Passage to read
--------------------------------------------------
NPU – Neural Processing Unit — NPU implements all the required blocks to enable faster data modeling using neural networks. Alibaba’s Ali-NPU is one such example. There are different types of NPU: NDPU – Neural Decision Processing Unit, NNPU – Neural Network Processing Unit, NDPU – Neural Decision Processing Unit. Eventually, the end-goal of the types of NPUs is the same – train the data faster using a neural network and framework.
PPU – Physics Processing Unit — Mostly used in an academic environment, PPU is designed using FPGA to provide an architecture that can enable faster simulations. SPARTA – SPARTA: Simulation of Physics on a Real-Time Architecture- the project was the first to design a PPU. Then, Ageia (later acquired by NVIDIA) also attempted to provide PPU solutions by providing architecture benefits at the arithmetic logic unit (ALU) level. Intel Xeon Phi, PlayStation 2’s VU0, and even GPUs are a type of PPU.
QPU – Quantum Processing Unit — QPU is a computational unit that uses quantum computing principles to perform a task. The physics used in QPU is drastically different than the general-purpose CPU. D-Wave Systems is the leader in QPU, and their QPU follows superconducting computing. Google, IBM, and Intel have QPU based on a quantum circuit. QPU is massive and not designed for mass-market and are supposed to compete against AIPU.
SPU – Streaming Processing Unit — SPU is useful to process streamed data. The structured data enables placing the cores and memory to minimize the delay in bringing the new data to process. Google’s TSPU – Tensor Streaming Processing Unit – is an example of SPU. There are different types of SPU available in the market apart from TSPU: GSPU – Graph Streaming Processing Unit, TMPU – Texture Mapping Processing Unit, TPU – Tensor Processing Unit
VPU – Vision/Visual/Video Processing Unit — VPU is coming out in the market due to the demand for providing a rich visual experience. VPU consists of more video encoding and decoding units to enabled faster 3D processing. X-Reality is an application area where VPU finds use. Intel’s Movidius VPU is a perfect example of how to use processing units to process video applications with low-latency.
WSPU – Wafer Scale Processing Unit — WSPU makes use of a full wafer to create single processing units instead of fabricated dies to develop processing units. Trilogy Systems was one of the first companies to provide such a solution. Recently, Cerebras has taken the lead and provide a workable deep learning solution using wafer-scale integration that shows how full wafer can be elegantly used to provide
With the growing need to process data faster and efficiently, the demand for semiconductor-powered unique XPU will keep growing.
--------------------------------------------------
Supplied entries

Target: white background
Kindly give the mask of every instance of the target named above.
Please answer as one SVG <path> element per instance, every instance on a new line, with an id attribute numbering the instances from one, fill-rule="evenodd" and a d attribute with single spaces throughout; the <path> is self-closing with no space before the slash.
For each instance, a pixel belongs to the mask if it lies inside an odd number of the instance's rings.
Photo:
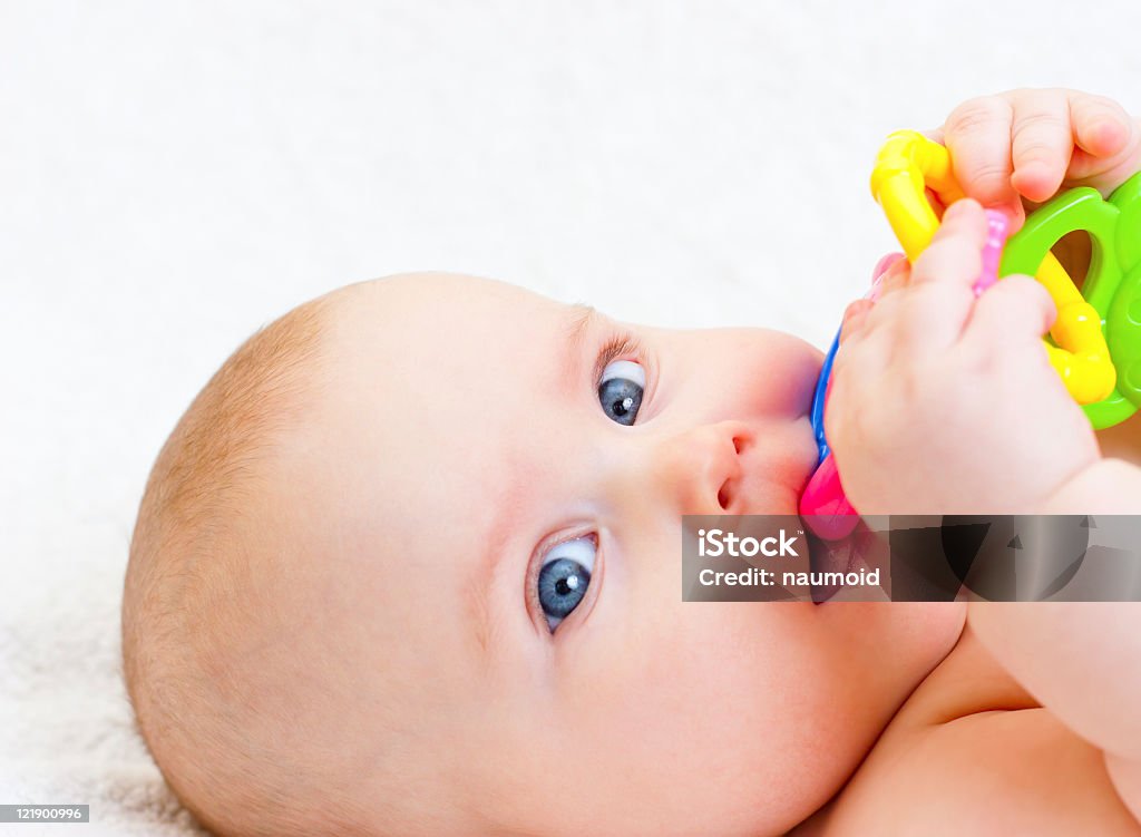
<path id="1" fill-rule="evenodd" d="M 1135 0 L 0 0 L 0 803 L 189 832 L 120 589 L 160 445 L 256 328 L 438 268 L 823 348 L 893 249 L 889 131 L 1019 86 L 1135 112 L 1139 33 Z"/>

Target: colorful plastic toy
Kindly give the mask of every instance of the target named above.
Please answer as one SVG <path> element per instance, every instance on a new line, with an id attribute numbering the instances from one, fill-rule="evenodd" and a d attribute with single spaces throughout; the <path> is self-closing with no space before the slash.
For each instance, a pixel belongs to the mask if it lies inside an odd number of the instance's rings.
<path id="1" fill-rule="evenodd" d="M 939 227 L 937 209 L 964 196 L 952 174 L 947 150 L 915 131 L 888 137 L 872 172 L 872 193 L 912 263 Z M 1054 198 L 1027 218 L 1005 247 L 1005 218 L 988 211 L 988 219 L 990 235 L 976 295 L 1012 273 L 1036 276 L 1058 308 L 1046 351 L 1067 391 L 1095 428 L 1124 421 L 1141 407 L 1141 172 L 1122 184 L 1108 201 L 1092 188 L 1070 190 Z M 1081 291 L 1051 253 L 1062 236 L 1075 231 L 1086 231 L 1092 242 Z M 880 261 L 873 281 L 891 260 Z M 871 298 L 875 290 L 873 285 Z M 848 536 L 859 522 L 844 496 L 824 433 L 832 361 L 839 346 L 837 332 L 812 402 L 819 462 L 800 502 L 809 528 L 827 540 Z"/>

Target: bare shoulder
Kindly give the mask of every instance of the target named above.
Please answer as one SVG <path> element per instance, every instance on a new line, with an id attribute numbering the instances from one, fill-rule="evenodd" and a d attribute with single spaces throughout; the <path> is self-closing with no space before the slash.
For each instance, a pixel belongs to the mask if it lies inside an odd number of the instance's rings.
<path id="1" fill-rule="evenodd" d="M 827 808 L 794 834 L 1141 836 L 1104 755 L 964 631 Z"/>

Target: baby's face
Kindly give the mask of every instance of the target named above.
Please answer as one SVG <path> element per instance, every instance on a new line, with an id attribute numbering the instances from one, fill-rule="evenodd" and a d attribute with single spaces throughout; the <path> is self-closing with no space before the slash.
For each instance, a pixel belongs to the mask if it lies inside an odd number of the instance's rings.
<path id="1" fill-rule="evenodd" d="M 681 601 L 681 515 L 796 513 L 822 355 L 795 337 L 416 276 L 342 292 L 330 347 L 275 595 L 378 811 L 385 774 L 439 832 L 776 832 L 957 638 L 953 605 Z"/>

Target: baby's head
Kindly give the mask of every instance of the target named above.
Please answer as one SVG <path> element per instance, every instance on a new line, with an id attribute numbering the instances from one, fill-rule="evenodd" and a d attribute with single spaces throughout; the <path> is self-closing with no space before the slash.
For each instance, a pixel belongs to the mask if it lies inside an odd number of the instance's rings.
<path id="1" fill-rule="evenodd" d="M 123 605 L 219 834 L 758 835 L 839 789 L 957 609 L 685 603 L 682 514 L 795 514 L 820 353 L 447 275 L 252 337 L 160 454 Z"/>

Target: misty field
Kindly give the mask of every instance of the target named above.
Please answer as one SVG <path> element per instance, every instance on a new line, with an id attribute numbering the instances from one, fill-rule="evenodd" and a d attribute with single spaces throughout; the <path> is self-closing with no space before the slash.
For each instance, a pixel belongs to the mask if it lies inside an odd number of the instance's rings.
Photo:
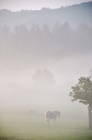
<path id="1" fill-rule="evenodd" d="M 48 127 L 44 115 L 0 114 L 0 140 L 92 140 L 87 118 L 62 117 Z"/>

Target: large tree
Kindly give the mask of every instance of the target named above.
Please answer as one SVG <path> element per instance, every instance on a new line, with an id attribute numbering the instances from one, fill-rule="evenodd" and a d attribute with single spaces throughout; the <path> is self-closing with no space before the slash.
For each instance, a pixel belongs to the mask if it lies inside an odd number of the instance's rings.
<path id="1" fill-rule="evenodd" d="M 91 77 L 80 77 L 78 83 L 71 87 L 72 101 L 88 105 L 89 127 L 92 129 L 92 81 Z"/>

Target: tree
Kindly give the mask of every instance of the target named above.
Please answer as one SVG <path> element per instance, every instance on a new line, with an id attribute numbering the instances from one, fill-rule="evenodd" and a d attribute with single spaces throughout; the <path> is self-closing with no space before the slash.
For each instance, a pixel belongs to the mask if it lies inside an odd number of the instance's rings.
<path id="1" fill-rule="evenodd" d="M 71 87 L 70 96 L 72 101 L 79 100 L 80 103 L 88 105 L 89 127 L 92 129 L 92 81 L 91 77 L 80 77 L 78 84 Z"/>

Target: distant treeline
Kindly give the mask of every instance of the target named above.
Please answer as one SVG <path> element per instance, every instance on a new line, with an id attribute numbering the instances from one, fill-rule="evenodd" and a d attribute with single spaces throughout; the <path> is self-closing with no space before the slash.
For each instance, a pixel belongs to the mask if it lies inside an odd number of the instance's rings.
<path id="1" fill-rule="evenodd" d="M 72 27 L 77 27 L 81 23 L 92 26 L 92 1 L 58 9 L 42 8 L 41 10 L 16 12 L 7 9 L 0 10 L 0 26 L 6 24 L 13 28 L 15 25 L 25 24 L 30 28 L 33 23 L 40 27 L 47 23 L 49 27 L 52 27 L 56 22 L 64 23 L 66 21 Z"/>
<path id="2" fill-rule="evenodd" d="M 92 27 L 80 24 L 73 29 L 68 22 L 56 23 L 52 29 L 33 24 L 0 28 L 0 56 L 63 57 L 92 51 Z"/>

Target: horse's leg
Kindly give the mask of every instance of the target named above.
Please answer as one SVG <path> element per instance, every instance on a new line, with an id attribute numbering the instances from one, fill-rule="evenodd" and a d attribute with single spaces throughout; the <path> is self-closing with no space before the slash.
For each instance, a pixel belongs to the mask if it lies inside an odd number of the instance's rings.
<path id="1" fill-rule="evenodd" d="M 54 119 L 53 119 L 53 126 L 54 126 Z"/>

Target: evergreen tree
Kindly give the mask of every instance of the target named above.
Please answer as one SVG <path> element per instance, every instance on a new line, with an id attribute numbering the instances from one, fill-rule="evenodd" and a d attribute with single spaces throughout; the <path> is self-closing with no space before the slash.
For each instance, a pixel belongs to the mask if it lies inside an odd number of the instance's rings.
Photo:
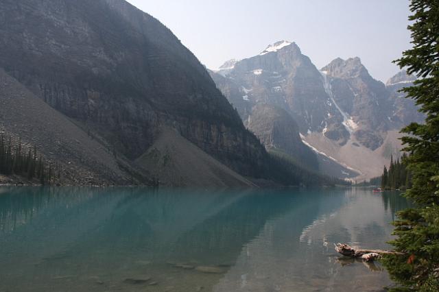
<path id="1" fill-rule="evenodd" d="M 384 165 L 384 170 L 383 171 L 383 175 L 381 175 L 381 188 L 385 188 L 388 186 L 388 173 L 387 172 L 387 167 Z"/>
<path id="2" fill-rule="evenodd" d="M 399 213 L 391 242 L 405 256 L 386 256 L 393 291 L 439 291 L 439 1 L 412 0 L 410 17 L 414 47 L 396 62 L 419 78 L 403 89 L 426 116 L 425 124 L 403 129 L 411 188 L 405 195 L 416 207 Z M 407 178 L 406 178 L 407 179 Z"/>

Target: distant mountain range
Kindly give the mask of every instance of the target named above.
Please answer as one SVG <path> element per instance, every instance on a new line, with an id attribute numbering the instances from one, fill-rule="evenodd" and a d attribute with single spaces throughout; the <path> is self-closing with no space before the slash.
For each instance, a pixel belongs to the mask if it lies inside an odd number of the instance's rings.
<path id="1" fill-rule="evenodd" d="M 399 92 L 413 76 L 401 72 L 384 84 L 357 57 L 337 58 L 318 70 L 296 43 L 286 40 L 210 73 L 268 149 L 312 166 L 307 151 L 298 150 L 307 145 L 317 156 L 320 171 L 333 175 L 379 175 L 390 156 L 398 155 L 399 130 L 424 119 Z"/>
<path id="2" fill-rule="evenodd" d="M 187 149 L 212 158 L 191 185 L 265 171 L 263 146 L 154 17 L 123 0 L 5 0 L 0 16 L 0 132 L 59 163 L 64 183 L 186 185 L 158 164 Z M 163 133 L 178 147 L 152 149 Z"/>
<path id="3" fill-rule="evenodd" d="M 0 51 L 0 135 L 56 165 L 60 184 L 333 183 L 301 142 L 310 160 L 269 154 L 195 56 L 124 0 L 4 0 Z"/>

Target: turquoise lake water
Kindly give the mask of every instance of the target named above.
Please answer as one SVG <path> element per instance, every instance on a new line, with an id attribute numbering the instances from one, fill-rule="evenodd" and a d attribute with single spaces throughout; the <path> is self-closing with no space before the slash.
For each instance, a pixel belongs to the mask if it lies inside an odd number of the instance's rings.
<path id="1" fill-rule="evenodd" d="M 381 291 L 397 193 L 0 187 L 0 291 Z"/>

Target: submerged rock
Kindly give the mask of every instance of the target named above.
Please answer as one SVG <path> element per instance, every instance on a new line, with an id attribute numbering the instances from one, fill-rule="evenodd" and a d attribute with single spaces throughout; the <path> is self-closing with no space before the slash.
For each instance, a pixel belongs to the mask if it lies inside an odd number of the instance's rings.
<path id="1" fill-rule="evenodd" d="M 201 271 L 202 273 L 222 273 L 224 272 L 224 269 L 219 267 L 204 267 L 200 266 L 195 268 L 195 270 Z"/>
<path id="2" fill-rule="evenodd" d="M 127 284 L 145 284 L 147 282 L 148 282 L 150 280 L 151 280 L 151 278 L 150 277 L 145 278 L 145 279 L 133 279 L 131 278 L 128 278 L 125 279 L 123 280 L 123 282 Z"/>

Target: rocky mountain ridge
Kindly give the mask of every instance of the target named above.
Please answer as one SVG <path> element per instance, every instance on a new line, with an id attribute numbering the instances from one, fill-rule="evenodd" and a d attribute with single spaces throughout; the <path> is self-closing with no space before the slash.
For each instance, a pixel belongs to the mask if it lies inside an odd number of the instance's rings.
<path id="1" fill-rule="evenodd" d="M 128 2 L 5 0 L 0 23 L 5 74 L 60 113 L 60 123 L 99 137 L 95 142 L 110 154 L 135 165 L 171 127 L 241 175 L 264 171 L 265 149 L 205 68 L 169 29 Z M 9 132 L 18 134 L 26 130 L 21 125 Z M 85 159 L 81 153 L 74 155 Z"/>
<path id="2" fill-rule="evenodd" d="M 211 75 L 245 123 L 257 105 L 284 110 L 298 125 L 303 142 L 317 154 L 326 154 L 359 173 L 360 179 L 378 175 L 383 164 L 379 160 L 386 161 L 389 151 L 397 153 L 398 135 L 389 133 L 410 121 L 423 121 L 413 102 L 397 93 L 413 82 L 413 76 L 401 73 L 384 84 L 369 74 L 358 57 L 337 58 L 318 70 L 294 42 L 277 42 L 259 55 Z M 259 138 L 266 135 L 258 130 L 254 134 Z M 364 149 L 370 163 L 379 167 L 334 158 L 338 156 L 334 155 L 337 149 L 345 153 L 342 156 L 350 156 L 361 153 L 356 148 Z"/>

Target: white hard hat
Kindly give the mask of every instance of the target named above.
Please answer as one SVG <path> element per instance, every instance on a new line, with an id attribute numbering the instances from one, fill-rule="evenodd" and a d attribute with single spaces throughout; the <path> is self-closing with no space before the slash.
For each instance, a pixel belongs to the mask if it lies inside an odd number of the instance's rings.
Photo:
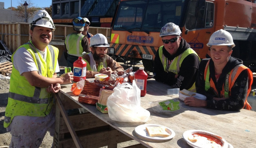
<path id="1" fill-rule="evenodd" d="M 107 38 L 102 34 L 98 33 L 91 37 L 90 46 L 92 47 L 109 47 Z"/>
<path id="2" fill-rule="evenodd" d="M 180 27 L 172 23 L 169 23 L 162 27 L 160 31 L 160 37 L 177 35 L 180 35 L 181 32 Z"/>
<path id="3" fill-rule="evenodd" d="M 235 46 L 230 33 L 223 29 L 213 33 L 206 45 L 209 47 L 212 45 L 227 45 L 234 47 Z"/>
<path id="4" fill-rule="evenodd" d="M 43 9 L 39 10 L 34 16 L 32 22 L 30 24 L 30 26 L 33 25 L 51 28 L 53 31 L 55 29 L 52 18 Z"/>
<path id="5" fill-rule="evenodd" d="M 86 22 L 85 22 L 85 24 L 88 25 L 88 26 L 90 26 L 90 24 L 91 24 L 91 23 L 90 23 L 90 21 L 89 21 L 89 20 L 86 17 L 84 17 L 83 18 L 84 19 L 85 19 Z"/>

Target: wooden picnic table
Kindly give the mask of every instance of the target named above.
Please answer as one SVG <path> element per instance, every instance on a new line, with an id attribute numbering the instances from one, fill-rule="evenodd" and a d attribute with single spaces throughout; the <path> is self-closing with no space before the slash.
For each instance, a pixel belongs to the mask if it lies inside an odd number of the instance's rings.
<path id="1" fill-rule="evenodd" d="M 150 106 L 151 102 L 172 98 L 167 96 L 167 89 L 170 88 L 169 86 L 151 79 L 147 80 L 146 94 L 141 97 L 141 106 L 150 113 L 147 121 L 146 123 L 118 122 L 110 119 L 108 113 L 97 110 L 96 106 L 79 102 L 78 97 L 70 92 L 71 85 L 62 85 L 58 93 L 64 108 L 66 110 L 82 107 L 89 113 L 77 115 L 79 117 L 68 116 L 69 120 L 65 123 L 59 107 L 56 107 L 54 138 L 56 147 L 68 147 L 75 144 L 77 147 L 99 147 L 108 145 L 109 148 L 117 147 L 117 143 L 134 139 L 140 144 L 134 147 L 191 147 L 183 139 L 182 135 L 186 131 L 194 129 L 214 133 L 234 148 L 255 147 L 256 145 L 255 112 L 244 109 L 229 111 L 190 107 L 176 98 L 181 105 L 179 110 L 164 114 L 155 113 Z M 175 136 L 171 139 L 165 140 L 143 138 L 137 134 L 134 129 L 145 124 L 169 127 L 174 131 Z M 76 135 L 75 133 L 72 136 L 73 139 L 71 136 L 68 138 L 65 137 L 65 134 L 69 132 L 67 125 L 74 126 L 69 128 L 69 131 L 76 131 Z M 63 127 L 64 126 L 66 128 Z M 92 132 L 94 130 L 95 132 Z M 84 132 L 79 132 L 79 131 Z"/>

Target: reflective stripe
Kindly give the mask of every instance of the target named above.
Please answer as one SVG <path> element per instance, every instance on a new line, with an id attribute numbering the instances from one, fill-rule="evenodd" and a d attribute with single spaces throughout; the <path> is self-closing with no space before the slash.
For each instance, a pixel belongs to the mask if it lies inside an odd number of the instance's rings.
<path id="1" fill-rule="evenodd" d="M 80 55 L 79 45 L 81 45 L 81 42 L 80 42 L 80 40 L 81 40 L 82 37 L 83 37 L 84 36 L 84 35 L 82 35 L 82 34 L 81 34 L 81 35 L 79 35 L 79 37 L 78 37 L 78 38 L 76 41 L 76 55 Z M 81 46 L 82 46 L 82 45 L 81 45 Z"/>
<path id="2" fill-rule="evenodd" d="M 9 92 L 9 97 L 15 100 L 31 103 L 46 104 L 49 102 L 48 98 L 42 99 L 35 96 L 28 97 L 11 92 Z"/>
<path id="3" fill-rule="evenodd" d="M 68 54 L 74 56 L 82 57 L 83 51 L 82 40 L 85 36 L 81 33 L 72 33 L 65 39 L 65 44 Z"/>
<path id="4" fill-rule="evenodd" d="M 53 48 L 52 46 L 52 45 L 48 45 L 48 48 L 50 51 L 50 52 L 51 53 L 51 57 L 52 57 L 52 61 L 53 63 L 53 67 L 54 68 L 55 67 L 55 56 L 54 56 L 55 52 L 54 52 L 54 49 L 53 49 Z M 55 71 L 55 69 L 54 69 L 53 71 Z"/>
<path id="5" fill-rule="evenodd" d="M 7 117 L 4 116 L 4 122 L 7 123 L 9 123 L 11 122 L 11 117 Z"/>

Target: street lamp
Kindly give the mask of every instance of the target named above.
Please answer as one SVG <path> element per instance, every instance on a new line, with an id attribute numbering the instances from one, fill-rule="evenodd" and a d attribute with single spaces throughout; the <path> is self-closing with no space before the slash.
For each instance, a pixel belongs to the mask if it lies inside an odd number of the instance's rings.
<path id="1" fill-rule="evenodd" d="M 26 23 L 28 23 L 28 21 L 27 20 L 27 6 L 28 6 L 28 4 L 27 3 L 26 1 L 25 1 L 23 6 L 25 6 L 25 19 L 26 20 Z"/>

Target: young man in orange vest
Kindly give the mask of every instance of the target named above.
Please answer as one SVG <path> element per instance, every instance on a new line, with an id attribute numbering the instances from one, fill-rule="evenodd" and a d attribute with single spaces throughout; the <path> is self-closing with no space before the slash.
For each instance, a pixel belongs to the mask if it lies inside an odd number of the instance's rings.
<path id="1" fill-rule="evenodd" d="M 202 61 L 196 81 L 196 92 L 205 100 L 186 98 L 186 105 L 219 110 L 250 110 L 247 97 L 252 83 L 252 73 L 241 60 L 231 57 L 235 47 L 231 35 L 221 29 L 214 33 L 207 44 L 210 59 Z"/>

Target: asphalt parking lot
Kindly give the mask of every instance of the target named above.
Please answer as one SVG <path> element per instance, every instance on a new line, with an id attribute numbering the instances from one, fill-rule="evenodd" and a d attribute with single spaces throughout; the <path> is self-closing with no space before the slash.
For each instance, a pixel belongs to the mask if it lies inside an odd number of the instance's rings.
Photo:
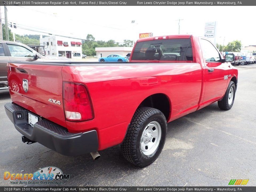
--------------------------------------------------
Given exercise A
In the passage on processing units, which company does the text name as the leader in QPU?
Given exercise B
Translate this sentence from the passage on processing units into Spanish: "X-Reality is an application area where VPU finds use."
Given exercise C
Go on with the passage on processing units, picking up after its final sentence.

Expected answer A
D-Wave Systems

Expected answer B
X-Reality es un área de aplicación en la que se utiliza la VPU.

Expected answer C
THE CHALLENGES FOR SEMICONDUCTOR POWERED XPU
XPU is unique and solves niche problems. The challenges that come with it are many. Below are the hurdles and challenges that the semiconductor powered XPU face:
Cost: Designing a new processing unit not only enables new features to run the workload in the most optimized way possible. But it also adds the cost of design, development, and manufacturing. Balancing the CapEx is always the de-facto goal of any organization, and in the case of XPU, the stakes are higher given the stiff market competition. Companies looking to come out with more XPU based designs and solutions will have to make the process cost-effective to breakeven faster.
Features: XPU is feature-specific. Deciding which problem the XPU is going to solve is difficult to find. The semiconductor industry has launched different types of XPU that cater to almost all the possible computing domains and problems possible. Upcoming XPU will have to beat the existing XPU not only from the design point of view but also with respect to the features that make the new XPU sustainable in terms of power, performance, area, and cost.
Application: Defining use cases and features for XPU is another challenge. It requires figuring out the bottleneck in the existing applications/workloads and then designing the solution at the silicon level to solve it. TSU is one such example, which removes the bottleneck to train the data. Such a unique feature-based XPU is going to make it stand out in the market.
XPU Will Drive Innovation Along With General-Purpose Processing Units
Manufacturing: XPU either needs to be fabricated along with the CPU or as another block with the CPU inside the SoC or as a separate co-processing unit. In any of the three cases, it takes a unique semiconductor manufacturing process to ensure there is no process, quality, package, and reliability issues. Multi-Die Multi-Chip powered chiplets can be one way to ensure future XPU designs for manufacturability. The technology node and the packaging technology needs to be thoroughly tested before making the XPU with it. The goal of reducing the cost of manufacturing for XPU will be another challenge.
Programmability: Hardware is designed to run the software. Developing and running applications on any piece of silicon (mainly those designed to run operating systems and frameworks) requires the support of system-level libraries to ensure the data being processed can make use of all the internal features. Semiconductor companies developing different types of XPUs will have to provide APIs and system-level hardware interface libraries. This requires time and cost to develop. To keep developers engaged dedicated continuous API development teams are required. Providing such software features is vital and also a challenge to the XPU design team.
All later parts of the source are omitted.